**Task prompt**
Print the data that follows again, keeping every line exact.

- Opening Delimiter -

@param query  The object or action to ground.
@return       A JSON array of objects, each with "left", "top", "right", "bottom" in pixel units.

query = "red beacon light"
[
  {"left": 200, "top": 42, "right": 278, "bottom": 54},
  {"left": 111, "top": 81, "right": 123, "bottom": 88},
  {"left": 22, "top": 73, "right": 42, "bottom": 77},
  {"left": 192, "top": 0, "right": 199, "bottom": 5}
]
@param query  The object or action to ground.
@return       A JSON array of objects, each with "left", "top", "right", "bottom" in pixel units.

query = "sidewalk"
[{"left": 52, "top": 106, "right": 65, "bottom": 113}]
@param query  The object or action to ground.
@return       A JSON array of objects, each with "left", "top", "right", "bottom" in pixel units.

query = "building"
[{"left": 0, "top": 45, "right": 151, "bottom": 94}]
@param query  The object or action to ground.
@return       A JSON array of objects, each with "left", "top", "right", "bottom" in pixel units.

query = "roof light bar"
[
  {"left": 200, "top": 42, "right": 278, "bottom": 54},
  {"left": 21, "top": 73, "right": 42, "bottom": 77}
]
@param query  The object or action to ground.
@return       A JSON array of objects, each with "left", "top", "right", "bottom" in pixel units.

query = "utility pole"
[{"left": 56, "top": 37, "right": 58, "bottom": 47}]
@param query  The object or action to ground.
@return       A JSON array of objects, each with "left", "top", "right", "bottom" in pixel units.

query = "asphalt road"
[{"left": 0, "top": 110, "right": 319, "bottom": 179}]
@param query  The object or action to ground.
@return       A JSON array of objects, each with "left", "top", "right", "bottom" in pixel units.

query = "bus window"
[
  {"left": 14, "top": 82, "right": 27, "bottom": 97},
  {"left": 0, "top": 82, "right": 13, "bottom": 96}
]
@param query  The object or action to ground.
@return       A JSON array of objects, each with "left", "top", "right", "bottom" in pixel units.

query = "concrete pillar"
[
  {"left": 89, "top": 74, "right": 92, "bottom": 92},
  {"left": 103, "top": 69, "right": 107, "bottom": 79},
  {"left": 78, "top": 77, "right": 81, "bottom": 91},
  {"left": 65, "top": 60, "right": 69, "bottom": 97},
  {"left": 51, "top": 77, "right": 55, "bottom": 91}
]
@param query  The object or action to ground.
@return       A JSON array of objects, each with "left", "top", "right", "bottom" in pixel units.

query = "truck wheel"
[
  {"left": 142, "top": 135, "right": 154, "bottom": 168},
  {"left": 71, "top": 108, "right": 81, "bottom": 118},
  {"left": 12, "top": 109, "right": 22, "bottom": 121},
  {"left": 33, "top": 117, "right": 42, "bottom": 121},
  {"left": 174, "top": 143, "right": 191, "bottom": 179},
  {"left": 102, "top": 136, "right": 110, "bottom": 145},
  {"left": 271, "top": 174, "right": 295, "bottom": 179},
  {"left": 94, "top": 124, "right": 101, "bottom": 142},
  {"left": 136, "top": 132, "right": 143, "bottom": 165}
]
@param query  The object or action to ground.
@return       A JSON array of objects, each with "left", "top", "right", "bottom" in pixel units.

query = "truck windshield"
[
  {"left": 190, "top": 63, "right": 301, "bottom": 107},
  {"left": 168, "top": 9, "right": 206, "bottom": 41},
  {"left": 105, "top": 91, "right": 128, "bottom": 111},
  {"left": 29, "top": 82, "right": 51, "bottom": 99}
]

- Closing Delimiter -

**Result of the exercise**
@param query  The object or action to ground.
@return       A JSON array of objects, each with "left", "top", "right", "bottom" in pixel units.

query = "red beacon light"
[
  {"left": 200, "top": 42, "right": 278, "bottom": 54},
  {"left": 111, "top": 81, "right": 123, "bottom": 88},
  {"left": 22, "top": 73, "right": 42, "bottom": 77},
  {"left": 192, "top": 0, "right": 199, "bottom": 5}
]
@param query  The object or action to ground.
@return       A JSON array of objects, each with "left", "top", "right", "bottom" in pixel units.

query = "sidewalk"
[{"left": 52, "top": 106, "right": 65, "bottom": 113}]
@param query  The object or action to ground.
@return       A JSON array of objects, each with "left", "top", "right", "bottom" in pixel units.

query = "building"
[{"left": 0, "top": 45, "right": 151, "bottom": 94}]
@param query  The object or action to ground.
@return       A JSON array of objects, each with "left", "top", "right", "bottom" in pixel units.

query = "roof light bar"
[
  {"left": 200, "top": 42, "right": 278, "bottom": 54},
  {"left": 21, "top": 73, "right": 42, "bottom": 77}
]
@param query  The object or action to ground.
@return       A JSON array of objects, each with "left", "top", "right", "bottom" in pixel units.

query = "utility pole"
[{"left": 56, "top": 37, "right": 58, "bottom": 47}]
@param query  The object or action to ground.
@return       A JSON array of objects, each with "left", "top", "right", "bottom" in pixel units.

query = "asphalt road"
[{"left": 0, "top": 110, "right": 319, "bottom": 179}]
@param query  The object or action to ground.
@return       A JSON array of objects, each with "left", "top", "right", "bottom" in pixel units.

query = "bus window"
[
  {"left": 14, "top": 82, "right": 27, "bottom": 97},
  {"left": 0, "top": 82, "right": 13, "bottom": 96}
]
@param query  The object or action to ground.
@return       A JSON array of objects, each with "left", "top", "right", "bottom" in pixel units.

query = "concrete pillar"
[
  {"left": 89, "top": 74, "right": 92, "bottom": 92},
  {"left": 103, "top": 69, "right": 107, "bottom": 79},
  {"left": 78, "top": 77, "right": 81, "bottom": 91},
  {"left": 65, "top": 60, "right": 69, "bottom": 97},
  {"left": 51, "top": 77, "right": 55, "bottom": 91}
]
@param query  The object or action to ground.
@return       A JSON array of objects, each with "left", "top", "right", "bottom" in pixel units.

query = "truck wheel"
[
  {"left": 142, "top": 135, "right": 154, "bottom": 168},
  {"left": 71, "top": 108, "right": 81, "bottom": 118},
  {"left": 12, "top": 109, "right": 22, "bottom": 121},
  {"left": 33, "top": 117, "right": 42, "bottom": 121},
  {"left": 174, "top": 143, "right": 191, "bottom": 179},
  {"left": 102, "top": 136, "right": 110, "bottom": 145},
  {"left": 271, "top": 174, "right": 295, "bottom": 179},
  {"left": 94, "top": 124, "right": 101, "bottom": 142},
  {"left": 136, "top": 132, "right": 143, "bottom": 165}
]
@param query  The object or action to ground.
@return       A JSON array of objects, each with "left", "top", "right", "bottom" in pixel units.

query = "truck windshield"
[
  {"left": 190, "top": 63, "right": 301, "bottom": 107},
  {"left": 168, "top": 9, "right": 206, "bottom": 41},
  {"left": 105, "top": 91, "right": 128, "bottom": 111},
  {"left": 29, "top": 82, "right": 51, "bottom": 99}
]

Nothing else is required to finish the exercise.